Exercice A
Dans le texte sur le salaire à vie, qui paye les salariés de l'entreprise ?

Texte de lecture
= = = =
À l'inverse, dans un système avec un salaire à vie et sans propriété lucrative des outils de travail, que se passe-t-il ? L'entreprise n'a plus l'obsession de payer ses salariés puisqu'elle verse une cotisation au prorata de sa valeur ajoutée à une caisse commune, et c'est la caisse qui paye ses salariés. Elle n'a plus l'obsession des emprunts puisqu'elle ne s'endette plus, elle est subventionnée. En revanche, elle verse une cotisation — qui remplace le profit — permettant de financer des caisses d'investissement gérées par les travailleurs.


Quels sont les prochains pas pour renforcer le mouvement ?

Il faut fédérer. Car il y a une cohérence dans ces contre-réformes de la SNCF, de l'université, des hôpitaux.
= = = =
Exercice B
Réécrivez les lignes du listing ci-dessous sous forme de liste numérotée, en omettant les lignes vides. Laissez les images de côté dans votre réponse.
= = = =
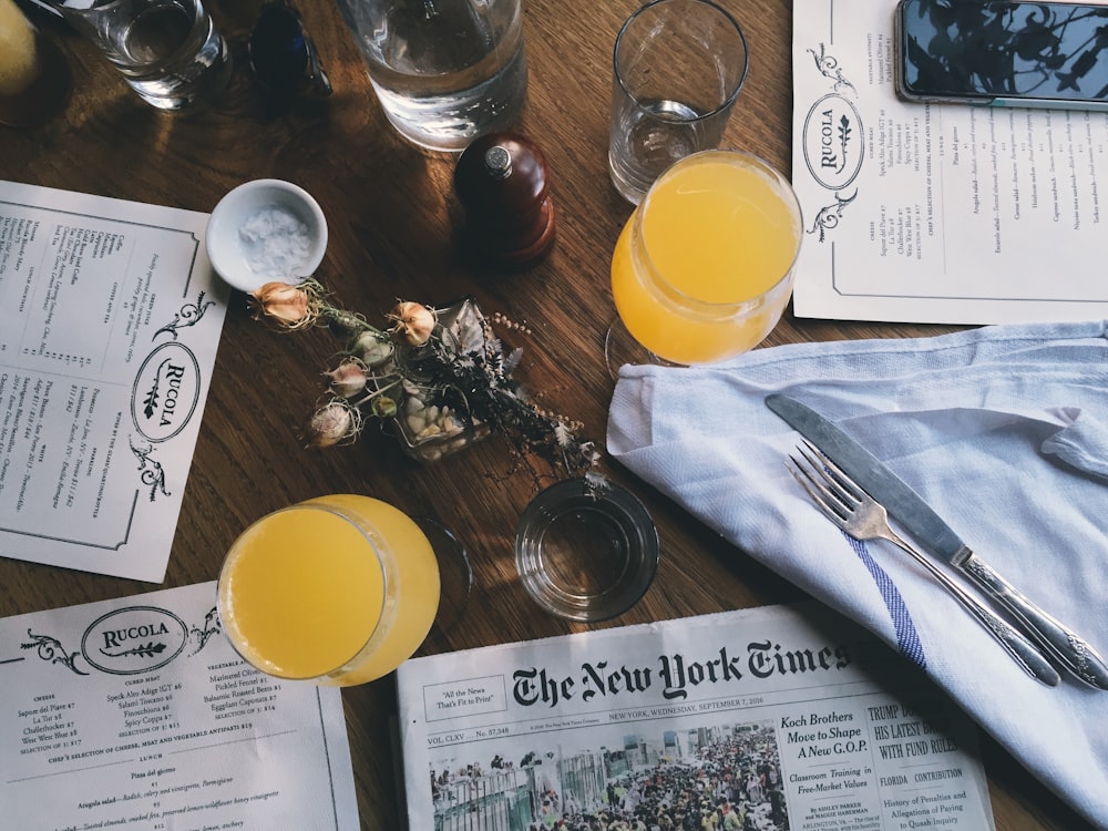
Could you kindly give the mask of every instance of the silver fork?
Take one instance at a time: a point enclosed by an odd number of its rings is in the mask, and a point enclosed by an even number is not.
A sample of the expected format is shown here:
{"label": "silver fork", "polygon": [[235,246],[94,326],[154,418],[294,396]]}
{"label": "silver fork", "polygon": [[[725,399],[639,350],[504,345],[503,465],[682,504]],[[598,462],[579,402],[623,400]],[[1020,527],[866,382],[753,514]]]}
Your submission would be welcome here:
{"label": "silver fork", "polygon": [[790,455],[792,464],[786,463],[786,466],[831,522],[855,540],[888,540],[906,552],[977,618],[1025,673],[1048,687],[1058,685],[1058,671],[1029,640],[889,526],[884,505],[810,442],[798,445],[797,450],[800,459]]}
= = = =
Réponse complète A
C'est la caisse commune qui paye les salariés.

Réponse complète B
1. Could you kindly give the mask of every instance of the silver fork?
2. Take one instance at a time: a point enclosed by an odd number of its rings is in the mask, and a point enclosed by an even number is not.
3. A sample of the expected format is shown here:
4. {"label": "silver fork", "polygon": [[235,246],[94,326],[154,418],[294,396]]}
5. {"label": "silver fork", "polygon": [[[725,399],[639,350],[504,345],[503,465],[682,504]],[[598,462],[579,402],[623,400]],[[1020,527],[866,382],[753,514]]]}
6. Your submission would be welcome here:
7. {"label": "silver fork", "polygon": [[790,455],[792,464],[786,463],[786,466],[831,522],[855,540],[888,540],[906,552],[977,618],[1025,673],[1048,687],[1058,685],[1058,671],[1029,640],[889,526],[884,505],[810,442],[798,445],[797,450],[800,459]]}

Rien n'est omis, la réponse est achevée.